▶ _Texto de origem_:

Os 50 anos de Era Uma Vez no Oeste
Câmeras bem fechadas nos rostos dos personagens. A trilha sonora sempre extremamente orquestral e recheada de assovios. Clima de tensão no ar. A estética do faroeste está entranhada na cultura popular, até mesmo aos que nunca assistiram a um filme do gênero. Todavia, esse padrão presente no imaginário coletivo de se fazer cinema não surgiu nos clássicos americanos feitos pelo cineasta John Ford. Quem realmente instaurou essa maneira de realizar os westerns (como ficaram conhecidos os faroestes) foi o italiano Sergio Leone.
Antes de realizar Era Uma Vez no Oeste, Leone fez uma parceria infalível com o renomado ator Clint Eastwood: a trilogia do homem sem nome ou também conhecida como trilogia dos dólares. Por Um Punhado de Dólares, Por uns Dólares a Mais e Três Homens em Conflito estabeleceram uma nova forma da linguagem cinematográfica poder ser contada nos longas do velho oeste.
“O que mais chamou atenção no [Sergio] Leone era a maneira que ele fazia a linguagem fotográfica. Com os close-ups extremos que ele fazia com todos os seus personagens. Ali, na mesma cena, ele fazia toda uma relação entre movimento e emoção só com a câmera e os seus closes, algo realmente novo no cinema”, relata o crítico de cinema Mario Abbade. Para o crítico, “Leone definia os espaços que iam ser dominados, sempre criando um suspense e uma forma de espantar com o aparecimento de figuras míticas, intimidadoras. Os personagens surgem, literalmente, do nada, como se fosse uma coisa mágica. É algo meio da irrealidade mesmo”.
O filme que mudaria tudo
Após realizar a trinca de filmes, a carreira do diretor deslanchou, principalmente pelo estrondoso sucesso de Três Homens em Conflito, seja com a crítica, seja com o público. Os estúdios começaram a fazer uma pressão para um rápido retorno seu a esse universo mítico dos Estados Unidos, porém, dessa vez, ele queria realizar tudo à sua maneira. Foi assim que surgiu Era Uma Vez no Oeste.
Diferente do dinâmico cinema produzido durante os anos 60, o longa resolve começar com um gigantesco silêncio (detalhe esse importantíssimo dentro da obra do italiano). São praticamente 15 minutos de um estrondoso vazio, gerando a tensão de três forasteiros esperando a chegada de alguém ou alguma coisa. Leone – novamente contrastando com sua filmografia e tudo do faroeste produzido antes – resolve trazer a essência de como foi a construção do oeste estadunidense. O vazio e o silêncio dos desertos eram interrompidos pela chegada dos trens e é isso que ele põe em tela, finalizando uma das cenas de abertura mais renomadas da sétima arte.

▶ _Entradas de apontamento e rotulagem_:
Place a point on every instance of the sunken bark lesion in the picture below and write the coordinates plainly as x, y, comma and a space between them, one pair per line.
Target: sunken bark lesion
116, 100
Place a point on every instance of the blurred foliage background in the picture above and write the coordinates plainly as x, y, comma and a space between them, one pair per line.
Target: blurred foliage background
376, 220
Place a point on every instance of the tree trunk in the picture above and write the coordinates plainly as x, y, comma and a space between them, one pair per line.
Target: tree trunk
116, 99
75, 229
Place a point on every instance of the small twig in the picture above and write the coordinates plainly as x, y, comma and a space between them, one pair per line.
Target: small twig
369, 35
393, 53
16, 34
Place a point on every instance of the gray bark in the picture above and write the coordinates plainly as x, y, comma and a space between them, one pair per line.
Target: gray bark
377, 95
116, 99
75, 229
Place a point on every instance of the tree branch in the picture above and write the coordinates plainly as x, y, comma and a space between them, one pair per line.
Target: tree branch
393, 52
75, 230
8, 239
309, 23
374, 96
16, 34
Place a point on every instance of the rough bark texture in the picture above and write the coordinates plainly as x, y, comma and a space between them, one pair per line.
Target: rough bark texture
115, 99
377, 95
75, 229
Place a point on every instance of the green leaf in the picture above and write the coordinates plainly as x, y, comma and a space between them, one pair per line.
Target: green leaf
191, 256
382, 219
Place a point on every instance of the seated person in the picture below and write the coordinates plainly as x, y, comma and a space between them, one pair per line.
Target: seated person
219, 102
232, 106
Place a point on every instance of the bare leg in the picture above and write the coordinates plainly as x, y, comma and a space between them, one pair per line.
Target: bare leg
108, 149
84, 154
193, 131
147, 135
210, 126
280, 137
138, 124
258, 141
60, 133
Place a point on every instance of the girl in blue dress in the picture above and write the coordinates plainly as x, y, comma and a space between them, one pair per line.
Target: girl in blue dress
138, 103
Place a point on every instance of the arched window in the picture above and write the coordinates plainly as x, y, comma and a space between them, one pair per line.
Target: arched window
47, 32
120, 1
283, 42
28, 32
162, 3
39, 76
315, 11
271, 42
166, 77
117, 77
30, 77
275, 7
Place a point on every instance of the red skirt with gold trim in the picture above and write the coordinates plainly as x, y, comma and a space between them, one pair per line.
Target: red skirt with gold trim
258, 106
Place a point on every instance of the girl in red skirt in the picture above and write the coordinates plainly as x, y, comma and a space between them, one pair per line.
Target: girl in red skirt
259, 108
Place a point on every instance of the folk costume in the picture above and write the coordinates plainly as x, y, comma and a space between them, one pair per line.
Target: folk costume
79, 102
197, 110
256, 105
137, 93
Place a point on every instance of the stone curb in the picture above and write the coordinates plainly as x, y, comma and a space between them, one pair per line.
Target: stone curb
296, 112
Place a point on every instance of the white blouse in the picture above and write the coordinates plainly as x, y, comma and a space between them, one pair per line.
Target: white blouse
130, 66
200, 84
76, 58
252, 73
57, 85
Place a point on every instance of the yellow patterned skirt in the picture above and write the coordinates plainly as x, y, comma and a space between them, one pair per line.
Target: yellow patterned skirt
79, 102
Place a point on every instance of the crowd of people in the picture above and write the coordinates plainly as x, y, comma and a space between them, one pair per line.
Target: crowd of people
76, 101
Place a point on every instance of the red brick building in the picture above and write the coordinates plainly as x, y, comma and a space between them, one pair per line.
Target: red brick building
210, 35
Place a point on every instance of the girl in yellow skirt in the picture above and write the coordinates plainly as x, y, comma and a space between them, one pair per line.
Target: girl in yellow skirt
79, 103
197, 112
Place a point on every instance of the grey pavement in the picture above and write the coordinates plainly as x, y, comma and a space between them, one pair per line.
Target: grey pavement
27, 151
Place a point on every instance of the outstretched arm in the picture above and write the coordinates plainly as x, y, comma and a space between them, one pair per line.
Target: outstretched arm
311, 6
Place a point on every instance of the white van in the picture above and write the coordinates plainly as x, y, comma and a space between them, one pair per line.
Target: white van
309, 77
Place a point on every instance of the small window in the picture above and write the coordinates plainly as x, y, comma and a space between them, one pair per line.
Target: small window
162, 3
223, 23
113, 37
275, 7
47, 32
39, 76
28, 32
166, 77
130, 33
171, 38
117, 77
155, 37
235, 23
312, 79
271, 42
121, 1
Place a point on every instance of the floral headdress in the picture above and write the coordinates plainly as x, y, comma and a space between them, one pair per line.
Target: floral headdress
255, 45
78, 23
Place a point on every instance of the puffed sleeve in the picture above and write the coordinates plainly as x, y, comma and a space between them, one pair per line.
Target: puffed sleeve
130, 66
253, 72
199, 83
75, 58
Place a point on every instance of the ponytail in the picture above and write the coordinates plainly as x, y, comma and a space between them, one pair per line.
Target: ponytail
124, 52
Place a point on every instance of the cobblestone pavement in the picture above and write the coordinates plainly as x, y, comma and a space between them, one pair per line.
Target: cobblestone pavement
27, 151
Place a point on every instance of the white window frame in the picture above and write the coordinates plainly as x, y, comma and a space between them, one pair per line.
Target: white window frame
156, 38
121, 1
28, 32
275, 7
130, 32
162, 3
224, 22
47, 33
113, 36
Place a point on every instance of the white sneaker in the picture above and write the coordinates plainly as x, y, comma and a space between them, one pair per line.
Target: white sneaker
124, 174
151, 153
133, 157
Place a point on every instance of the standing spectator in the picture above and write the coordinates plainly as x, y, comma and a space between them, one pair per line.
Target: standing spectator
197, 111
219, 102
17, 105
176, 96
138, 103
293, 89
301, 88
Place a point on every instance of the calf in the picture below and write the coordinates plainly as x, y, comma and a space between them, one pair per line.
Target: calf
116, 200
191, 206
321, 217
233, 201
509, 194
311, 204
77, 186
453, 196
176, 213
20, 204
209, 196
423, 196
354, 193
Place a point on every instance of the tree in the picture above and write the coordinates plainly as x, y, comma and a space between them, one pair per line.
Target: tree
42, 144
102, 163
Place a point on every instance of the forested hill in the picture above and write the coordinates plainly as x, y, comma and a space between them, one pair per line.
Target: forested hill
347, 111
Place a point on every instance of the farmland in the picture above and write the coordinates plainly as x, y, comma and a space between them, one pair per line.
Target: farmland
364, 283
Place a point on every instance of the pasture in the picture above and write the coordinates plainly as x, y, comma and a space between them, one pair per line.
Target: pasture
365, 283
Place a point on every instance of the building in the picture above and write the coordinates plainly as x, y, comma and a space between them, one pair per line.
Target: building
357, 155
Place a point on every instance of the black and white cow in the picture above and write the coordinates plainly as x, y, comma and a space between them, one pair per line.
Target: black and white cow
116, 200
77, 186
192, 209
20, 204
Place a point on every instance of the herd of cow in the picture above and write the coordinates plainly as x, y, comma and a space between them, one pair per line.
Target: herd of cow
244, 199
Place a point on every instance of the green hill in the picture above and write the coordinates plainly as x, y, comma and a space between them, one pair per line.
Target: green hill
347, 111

▶ _Tarefas_:
a) Por favor, reescreva de forma mais breve o parágrafo do texto sobre Era Uma Vez no Oeste que começa com "Após realizar a trinca de filmes", mantendo seus fatos principais.
b) Conte quantas linhas das entradas contêm a palavra "folk", levando em conta maiúsculas e minúsculas, e responda só com o número.

▶ _Respostas corretas_:
a) Depois da trilogia, a carreira de Leone decolou, sobretudo pelo enorme sucesso de Três Homens em Conflito com a crítica e com o público. Os estúdios pressionaram por sua rápida volta ao faroeste, mas ele quis fazer tudo do seu jeito. Assim nasceu Era Uma Vez no Oeste.

b) 2